_Exercise task:_ Rewrite the lines below, putting "basic polygon" in place of each occurrence of "simplified polygon" and leaving everything else unchanged.

--- Begin Supplied records ---

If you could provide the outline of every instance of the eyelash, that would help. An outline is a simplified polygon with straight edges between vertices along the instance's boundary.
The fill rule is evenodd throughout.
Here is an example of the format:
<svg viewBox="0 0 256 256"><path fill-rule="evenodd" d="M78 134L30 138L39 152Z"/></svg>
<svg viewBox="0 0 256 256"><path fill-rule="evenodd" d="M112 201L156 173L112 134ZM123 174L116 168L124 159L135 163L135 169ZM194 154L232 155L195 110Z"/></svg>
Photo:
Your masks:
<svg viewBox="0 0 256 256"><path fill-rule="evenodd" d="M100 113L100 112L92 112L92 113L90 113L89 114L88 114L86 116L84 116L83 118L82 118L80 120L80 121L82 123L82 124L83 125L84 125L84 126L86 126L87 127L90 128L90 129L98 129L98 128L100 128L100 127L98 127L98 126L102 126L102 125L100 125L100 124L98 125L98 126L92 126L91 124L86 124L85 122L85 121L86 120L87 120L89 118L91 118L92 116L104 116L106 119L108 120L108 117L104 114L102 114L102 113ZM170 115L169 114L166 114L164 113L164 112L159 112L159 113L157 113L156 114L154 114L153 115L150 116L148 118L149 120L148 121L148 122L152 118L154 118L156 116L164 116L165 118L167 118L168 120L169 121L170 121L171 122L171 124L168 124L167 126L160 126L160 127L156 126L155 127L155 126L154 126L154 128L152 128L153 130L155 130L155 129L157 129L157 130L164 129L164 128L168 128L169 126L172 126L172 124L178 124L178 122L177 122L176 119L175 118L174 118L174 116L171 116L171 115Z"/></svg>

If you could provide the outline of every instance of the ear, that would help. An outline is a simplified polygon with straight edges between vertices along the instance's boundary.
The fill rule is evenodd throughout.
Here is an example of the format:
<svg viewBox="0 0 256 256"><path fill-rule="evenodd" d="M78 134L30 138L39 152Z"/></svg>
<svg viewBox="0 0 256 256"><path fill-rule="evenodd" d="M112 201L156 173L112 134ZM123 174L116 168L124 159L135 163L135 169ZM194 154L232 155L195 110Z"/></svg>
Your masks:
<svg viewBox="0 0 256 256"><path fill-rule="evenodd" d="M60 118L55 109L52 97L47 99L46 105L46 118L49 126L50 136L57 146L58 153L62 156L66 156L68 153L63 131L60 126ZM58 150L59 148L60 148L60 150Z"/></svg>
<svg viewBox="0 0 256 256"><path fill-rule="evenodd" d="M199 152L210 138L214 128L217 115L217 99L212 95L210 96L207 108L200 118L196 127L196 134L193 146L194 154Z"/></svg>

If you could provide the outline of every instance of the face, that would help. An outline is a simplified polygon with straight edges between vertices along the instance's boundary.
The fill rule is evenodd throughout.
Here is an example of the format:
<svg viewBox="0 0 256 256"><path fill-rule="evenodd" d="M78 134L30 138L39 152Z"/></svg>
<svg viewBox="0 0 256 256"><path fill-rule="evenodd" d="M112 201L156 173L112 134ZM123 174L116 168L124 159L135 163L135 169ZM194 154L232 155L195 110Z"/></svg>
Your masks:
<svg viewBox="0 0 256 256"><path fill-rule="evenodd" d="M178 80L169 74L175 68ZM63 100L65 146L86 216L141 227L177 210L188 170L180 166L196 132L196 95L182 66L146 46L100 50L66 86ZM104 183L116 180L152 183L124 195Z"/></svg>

--- End Supplied records ---

_Exercise answer:_
If you could provide the outline of every instance of the eyelash, that would help. An outline is a basic polygon with straight edges between vertices along the instance's boundary.
The fill rule is evenodd throughout.
Here is an example of the format:
<svg viewBox="0 0 256 256"><path fill-rule="evenodd" d="M78 134L30 138L39 152Z"/></svg>
<svg viewBox="0 0 256 256"><path fill-rule="evenodd" d="M112 201L156 173L112 134ZM123 174L116 168L124 159L135 163L135 169ZM194 154L232 155L195 110Z"/></svg>
Photo:
Your masks:
<svg viewBox="0 0 256 256"><path fill-rule="evenodd" d="M100 113L100 112L92 112L92 113L90 113L89 114L88 114L86 116L84 116L83 118L82 118L80 120L80 121L82 123L82 124L83 125L84 125L84 126L86 126L87 127L90 128L90 129L98 129L98 128L100 128L100 127L98 127L98 126L102 126L102 125L100 125L100 124L98 125L98 126L92 126L91 124L86 124L85 122L85 121L86 120L87 120L89 118L91 118L92 116L104 116L106 119L108 120L108 117L104 114L102 114L102 113ZM170 115L169 114L166 114L164 113L164 112L159 112L159 113L157 113L156 114L154 114L153 115L150 116L148 118L149 120L148 121L148 122L152 118L154 118L156 116L164 116L165 118L167 118L168 120L169 121L170 121L171 122L171 124L168 124L167 126L160 126L160 127L156 126L155 127L155 126L154 126L154 128L152 128L153 130L155 130L155 129L157 129L157 130L164 129L164 128L168 128L169 126L172 126L172 124L178 124L178 122L177 122L176 119L175 118L174 118L174 116L171 116L171 115Z"/></svg>

If you could provide the outline of every instance of the ear, that would help. An outline is a basic polygon with straight edges between vertices along the instance's boundary.
The fill rule is evenodd throughout.
Here is an example of the format:
<svg viewBox="0 0 256 256"><path fill-rule="evenodd" d="M78 134L30 138L39 152Z"/></svg>
<svg viewBox="0 0 256 256"><path fill-rule="evenodd" d="M112 201L156 173L112 134ZM123 174L116 168L124 159L135 163L135 169ZM194 154L232 155L195 110Z"/></svg>
Your masks:
<svg viewBox="0 0 256 256"><path fill-rule="evenodd" d="M60 118L55 109L52 97L47 99L46 105L46 118L49 126L50 136L57 146L58 153L62 156L66 156L68 153L63 131L60 126ZM58 150L59 148L60 148L60 150Z"/></svg>
<svg viewBox="0 0 256 256"><path fill-rule="evenodd" d="M199 152L210 138L214 128L217 115L217 99L212 95L210 96L207 108L200 118L196 127L196 134L193 146L194 154Z"/></svg>

If you could provide the outline of every instance of the face, that would help. An outline is a basic polygon with straight edges between vertices along the instance's boundary.
The fill rule is evenodd throughout.
Here is an example of the format:
<svg viewBox="0 0 256 256"><path fill-rule="evenodd" d="M78 134L30 138L39 152Z"/></svg>
<svg viewBox="0 0 256 256"><path fill-rule="evenodd" d="M112 201L156 173L112 134ZM123 174L116 168L124 159L135 163L135 169ZM194 154L232 155L195 110Z"/></svg>
Your masks:
<svg viewBox="0 0 256 256"><path fill-rule="evenodd" d="M178 80L169 74L175 68ZM63 100L65 146L86 216L141 227L177 210L188 170L180 166L196 132L196 95L182 66L146 46L100 50L66 86ZM104 183L116 180L152 183L124 195Z"/></svg>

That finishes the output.